Required work:
Please copy the passage of the article on diversity in fundraising between "Although the fundraising" and "minority ethnic group.", inclusive, word for word.

Text segment:
=== Begin Enclosure ===
A discrimination claim has highlighted the fundraising community's diversity deficit, writes Georgina Lock.
Walk into any UK fundraising conference and you cannot help but notice that the voluntary sector values of diversity, inclusiveness and equality are barely evident.
Most of the people in the audience will be white. Those on the stage conducting proceedings are generally white, middle-aged and male - hardly a reflection of many of the communities their organisations are working to support.
This lack of diversity in the fundraising community was thrown into sharp relief at the end of last month when Antony Francis, a former employee at NCH, was paid an undisclosed sum in an out-of-court settlement after he alleged he was discriminated against for being black and gay.
A key strand of his case was a claim that the NCH fundraising team was referred to by other employees as the "pony club" because of the predominance in it of "white, female, straight blue-eyed blondes". Although the nickname is not one that seems to have leaked out to the rest of the sector - no charity consulted for this article had heard of it - there is a consensus that the imbalances it suggests do indeed exist.
Although the fundraising community insists that work is under way to address the problem, the fact that only one mainstream charity boasts a black fundraising director (Paul Amadi at Sense) should set alarm bells ringing - especially since so many of the big charities are based in London, where more than one in three residents are from a black or minority ethnic group.
The Black Fundraisers Network Special Interest Group, which is independent of the Institute of Fundraising, was set up in April this year, with Amadi as chair. Last week it held the first in a series of seminars looking at the issues faced by BME fundraisers.
The seminar, hosted by Scope and led by Mide Akerewusi, head of high-value appeals at Scope and a founding member of the network, and Glen Fendley, fundraising consultant, focused on major donors in the black community.
About 30 people, including representatives from Marie Curie Cancer Care, attended the session. Akerewusi, who wants to see a holistic approach to solving the problem, was particularly pleased to see a mainstream charity taking an interest. He is also working with the Institute of Fundraising to develop or enhance codes of conduct to improve the diversity of the fundraising community.
Yet even Akerewusi admits he was shocked by the blatant racism alleged in the Antony Francis case. "It highlights a major issue for the Institute of Fundraising, for the mainstream voluntary sector and the Black Fundraisers Network," he says.
Lindsay Boswell, chief executive of the Institute, said that it is taking the issue seriously. Special interest groups for BME fundraisers have already been set up and the Institute will continue to support those from diverse backgrounds.
Simon Burne, former NCH fundraising director, said he had never heard of the 'pony club', but he agreed that more needed to be done to tackle the lack of diversity.
=== End Enclosure ===
Extracted records:
=== Begin Enclosure ===
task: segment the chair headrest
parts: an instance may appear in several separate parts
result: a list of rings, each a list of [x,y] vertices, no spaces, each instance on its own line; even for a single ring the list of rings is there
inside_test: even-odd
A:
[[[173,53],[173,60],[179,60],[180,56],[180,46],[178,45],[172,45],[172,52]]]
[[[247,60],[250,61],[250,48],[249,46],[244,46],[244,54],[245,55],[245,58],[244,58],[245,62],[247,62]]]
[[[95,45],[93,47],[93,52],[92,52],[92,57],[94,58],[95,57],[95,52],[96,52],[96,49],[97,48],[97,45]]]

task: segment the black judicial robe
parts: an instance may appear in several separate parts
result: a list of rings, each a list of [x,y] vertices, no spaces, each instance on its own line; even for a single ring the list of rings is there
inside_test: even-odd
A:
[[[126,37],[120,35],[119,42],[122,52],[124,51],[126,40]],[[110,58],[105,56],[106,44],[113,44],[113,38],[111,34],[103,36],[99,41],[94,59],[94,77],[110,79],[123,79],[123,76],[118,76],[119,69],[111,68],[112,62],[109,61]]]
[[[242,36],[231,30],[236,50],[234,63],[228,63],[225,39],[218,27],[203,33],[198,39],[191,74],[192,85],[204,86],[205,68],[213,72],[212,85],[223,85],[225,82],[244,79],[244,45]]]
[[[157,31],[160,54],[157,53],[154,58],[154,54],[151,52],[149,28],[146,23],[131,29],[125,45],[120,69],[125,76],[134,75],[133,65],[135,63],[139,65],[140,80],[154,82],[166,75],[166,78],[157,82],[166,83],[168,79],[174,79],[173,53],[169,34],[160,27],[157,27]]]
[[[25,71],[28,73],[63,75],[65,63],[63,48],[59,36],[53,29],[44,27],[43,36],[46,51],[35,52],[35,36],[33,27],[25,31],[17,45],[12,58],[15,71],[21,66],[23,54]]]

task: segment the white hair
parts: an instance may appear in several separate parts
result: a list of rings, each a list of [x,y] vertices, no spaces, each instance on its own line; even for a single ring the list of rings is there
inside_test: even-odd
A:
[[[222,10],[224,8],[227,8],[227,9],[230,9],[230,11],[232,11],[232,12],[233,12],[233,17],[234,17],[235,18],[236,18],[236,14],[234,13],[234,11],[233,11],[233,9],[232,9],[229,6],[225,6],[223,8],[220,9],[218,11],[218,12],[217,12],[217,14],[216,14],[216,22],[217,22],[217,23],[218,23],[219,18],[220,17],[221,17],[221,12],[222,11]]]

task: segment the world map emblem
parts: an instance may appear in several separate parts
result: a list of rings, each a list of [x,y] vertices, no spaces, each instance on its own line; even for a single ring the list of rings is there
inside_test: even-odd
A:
=== End Enclosure ===
Finished task:
Although the fundraising community insists that work is under way to address the problem, the fact that only one mainstream charity boasts a black fundraising director (Paul Amadi at Sense) should set alarm bells ringing - especially since so many of the big charities are based in London, where more than one in three residents are from a black or minority ethnic group.